__Written instruction__. Copy the lines from the one containing "Please mark the region of every instance of the hand" through the end of the records, changing "holding" to "gripping" and leaving everything else the same.

__Data records__.
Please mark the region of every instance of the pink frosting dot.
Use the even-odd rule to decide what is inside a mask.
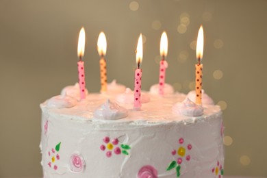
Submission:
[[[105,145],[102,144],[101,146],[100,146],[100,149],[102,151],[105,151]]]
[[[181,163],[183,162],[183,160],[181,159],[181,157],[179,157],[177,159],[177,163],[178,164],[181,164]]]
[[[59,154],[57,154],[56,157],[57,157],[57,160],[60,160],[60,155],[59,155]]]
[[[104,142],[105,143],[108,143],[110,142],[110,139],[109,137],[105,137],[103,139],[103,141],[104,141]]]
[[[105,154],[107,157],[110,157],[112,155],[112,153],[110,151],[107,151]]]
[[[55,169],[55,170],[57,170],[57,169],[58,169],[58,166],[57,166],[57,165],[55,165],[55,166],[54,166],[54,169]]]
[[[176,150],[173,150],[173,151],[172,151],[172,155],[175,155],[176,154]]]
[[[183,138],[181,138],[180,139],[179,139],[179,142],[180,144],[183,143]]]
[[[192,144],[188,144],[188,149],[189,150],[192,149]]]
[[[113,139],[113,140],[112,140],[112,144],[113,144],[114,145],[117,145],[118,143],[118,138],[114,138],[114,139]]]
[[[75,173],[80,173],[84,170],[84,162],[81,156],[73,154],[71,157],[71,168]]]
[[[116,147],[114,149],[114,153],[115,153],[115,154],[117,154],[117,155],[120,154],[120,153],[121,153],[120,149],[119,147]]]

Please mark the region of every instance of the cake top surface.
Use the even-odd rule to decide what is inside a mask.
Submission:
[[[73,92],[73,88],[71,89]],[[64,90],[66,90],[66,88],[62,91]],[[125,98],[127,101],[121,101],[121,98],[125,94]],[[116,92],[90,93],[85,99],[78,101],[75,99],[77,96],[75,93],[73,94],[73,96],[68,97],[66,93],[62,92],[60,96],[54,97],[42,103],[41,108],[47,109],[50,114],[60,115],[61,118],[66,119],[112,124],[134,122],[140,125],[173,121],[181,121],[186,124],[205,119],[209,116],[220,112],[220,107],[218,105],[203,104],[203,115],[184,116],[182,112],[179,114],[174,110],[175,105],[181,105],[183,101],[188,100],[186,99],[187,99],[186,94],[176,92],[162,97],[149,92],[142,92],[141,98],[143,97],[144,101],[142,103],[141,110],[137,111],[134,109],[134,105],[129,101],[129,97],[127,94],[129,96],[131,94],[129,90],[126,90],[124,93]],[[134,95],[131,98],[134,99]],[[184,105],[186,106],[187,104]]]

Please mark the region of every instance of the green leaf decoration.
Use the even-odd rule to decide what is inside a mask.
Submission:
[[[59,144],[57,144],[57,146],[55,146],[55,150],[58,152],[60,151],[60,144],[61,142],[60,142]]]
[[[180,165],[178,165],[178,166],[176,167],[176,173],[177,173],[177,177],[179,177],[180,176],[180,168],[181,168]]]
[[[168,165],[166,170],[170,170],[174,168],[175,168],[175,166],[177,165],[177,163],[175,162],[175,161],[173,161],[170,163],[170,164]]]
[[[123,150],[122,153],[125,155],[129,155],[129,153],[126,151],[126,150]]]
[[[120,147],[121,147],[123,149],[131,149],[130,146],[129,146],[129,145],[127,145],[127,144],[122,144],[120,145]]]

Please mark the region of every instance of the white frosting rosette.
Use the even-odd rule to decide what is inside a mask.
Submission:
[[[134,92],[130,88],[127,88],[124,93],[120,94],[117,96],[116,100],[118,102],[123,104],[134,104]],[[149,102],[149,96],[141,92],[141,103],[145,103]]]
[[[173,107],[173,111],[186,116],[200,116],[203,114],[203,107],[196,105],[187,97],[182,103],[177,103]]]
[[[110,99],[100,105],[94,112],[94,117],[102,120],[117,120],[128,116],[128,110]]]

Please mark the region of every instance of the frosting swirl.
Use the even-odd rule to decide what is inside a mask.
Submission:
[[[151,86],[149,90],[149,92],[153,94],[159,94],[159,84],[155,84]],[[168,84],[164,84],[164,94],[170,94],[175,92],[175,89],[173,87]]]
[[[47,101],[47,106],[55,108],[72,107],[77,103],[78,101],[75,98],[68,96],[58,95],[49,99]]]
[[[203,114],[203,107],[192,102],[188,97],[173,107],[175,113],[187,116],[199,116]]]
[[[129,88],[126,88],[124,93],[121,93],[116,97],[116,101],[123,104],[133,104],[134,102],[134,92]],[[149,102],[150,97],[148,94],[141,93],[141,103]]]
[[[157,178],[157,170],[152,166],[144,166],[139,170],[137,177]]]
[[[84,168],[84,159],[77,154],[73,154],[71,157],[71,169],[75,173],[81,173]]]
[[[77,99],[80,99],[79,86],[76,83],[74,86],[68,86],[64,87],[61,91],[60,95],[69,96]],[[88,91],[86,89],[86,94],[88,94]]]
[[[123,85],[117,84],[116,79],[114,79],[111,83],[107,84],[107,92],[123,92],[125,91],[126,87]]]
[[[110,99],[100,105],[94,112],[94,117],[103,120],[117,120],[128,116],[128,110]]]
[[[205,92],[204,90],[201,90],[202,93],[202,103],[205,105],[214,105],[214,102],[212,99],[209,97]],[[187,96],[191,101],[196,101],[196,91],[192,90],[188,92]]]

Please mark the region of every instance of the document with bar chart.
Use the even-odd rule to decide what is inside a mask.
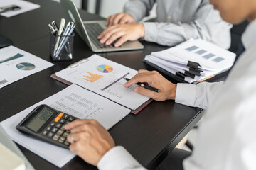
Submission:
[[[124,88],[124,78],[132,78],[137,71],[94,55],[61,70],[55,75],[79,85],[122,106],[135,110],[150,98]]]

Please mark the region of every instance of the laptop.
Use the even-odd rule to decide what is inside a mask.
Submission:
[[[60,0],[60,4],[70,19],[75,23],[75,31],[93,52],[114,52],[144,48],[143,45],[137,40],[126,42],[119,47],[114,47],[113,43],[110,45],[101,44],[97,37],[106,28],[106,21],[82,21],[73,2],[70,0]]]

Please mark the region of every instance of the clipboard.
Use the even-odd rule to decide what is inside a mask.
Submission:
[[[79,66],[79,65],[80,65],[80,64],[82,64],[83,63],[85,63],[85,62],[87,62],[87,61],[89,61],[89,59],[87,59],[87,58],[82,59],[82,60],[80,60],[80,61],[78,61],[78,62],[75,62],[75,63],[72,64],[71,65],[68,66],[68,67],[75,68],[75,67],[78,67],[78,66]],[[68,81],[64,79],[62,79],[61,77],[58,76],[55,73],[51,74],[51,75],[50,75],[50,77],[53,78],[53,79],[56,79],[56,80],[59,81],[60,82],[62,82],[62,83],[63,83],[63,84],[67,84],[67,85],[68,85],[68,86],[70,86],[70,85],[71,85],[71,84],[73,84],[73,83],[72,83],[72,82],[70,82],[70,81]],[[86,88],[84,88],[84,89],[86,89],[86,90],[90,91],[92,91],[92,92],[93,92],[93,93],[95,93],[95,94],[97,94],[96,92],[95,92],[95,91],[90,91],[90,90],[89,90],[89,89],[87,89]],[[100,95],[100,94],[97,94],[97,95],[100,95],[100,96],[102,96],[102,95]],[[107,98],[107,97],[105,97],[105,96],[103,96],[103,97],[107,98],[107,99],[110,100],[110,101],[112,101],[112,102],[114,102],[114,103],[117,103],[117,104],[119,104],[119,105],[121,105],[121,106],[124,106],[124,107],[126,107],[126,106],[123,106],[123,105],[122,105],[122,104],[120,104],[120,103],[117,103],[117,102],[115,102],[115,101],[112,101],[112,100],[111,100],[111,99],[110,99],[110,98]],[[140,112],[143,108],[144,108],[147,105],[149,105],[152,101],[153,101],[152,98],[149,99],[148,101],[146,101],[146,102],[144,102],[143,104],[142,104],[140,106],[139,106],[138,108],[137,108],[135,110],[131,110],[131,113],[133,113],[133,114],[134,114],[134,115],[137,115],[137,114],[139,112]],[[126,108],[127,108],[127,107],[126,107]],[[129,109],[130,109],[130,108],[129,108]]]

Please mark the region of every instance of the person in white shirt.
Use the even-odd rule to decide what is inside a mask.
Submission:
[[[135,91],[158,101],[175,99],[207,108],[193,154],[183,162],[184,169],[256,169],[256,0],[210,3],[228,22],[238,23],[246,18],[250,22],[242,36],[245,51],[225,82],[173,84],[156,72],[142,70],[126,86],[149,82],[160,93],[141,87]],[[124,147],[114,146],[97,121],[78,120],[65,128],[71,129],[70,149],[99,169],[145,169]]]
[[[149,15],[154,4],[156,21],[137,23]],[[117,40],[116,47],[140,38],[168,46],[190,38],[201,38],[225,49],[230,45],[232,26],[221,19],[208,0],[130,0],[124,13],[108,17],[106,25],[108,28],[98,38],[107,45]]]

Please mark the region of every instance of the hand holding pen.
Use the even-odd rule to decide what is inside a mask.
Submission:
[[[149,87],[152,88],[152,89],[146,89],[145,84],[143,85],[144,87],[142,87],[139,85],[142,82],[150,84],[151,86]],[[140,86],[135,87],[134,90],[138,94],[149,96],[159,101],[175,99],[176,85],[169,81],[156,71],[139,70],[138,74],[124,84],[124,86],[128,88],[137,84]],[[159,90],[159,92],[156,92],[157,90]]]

__Response to this task__.
Please mark the region of every instance of the hand gripping pen.
Use the even-odd rule to decide what is inside a mask.
Submission:
[[[149,87],[152,88],[152,89],[146,89],[145,84],[143,85],[144,87],[142,87],[139,85],[142,82],[150,84],[151,86]],[[140,86],[135,87],[134,90],[138,94],[149,96],[159,101],[175,99],[176,85],[169,81],[156,71],[139,70],[138,74],[124,84],[124,86],[128,88],[137,84]],[[159,90],[159,92],[156,92],[157,90]]]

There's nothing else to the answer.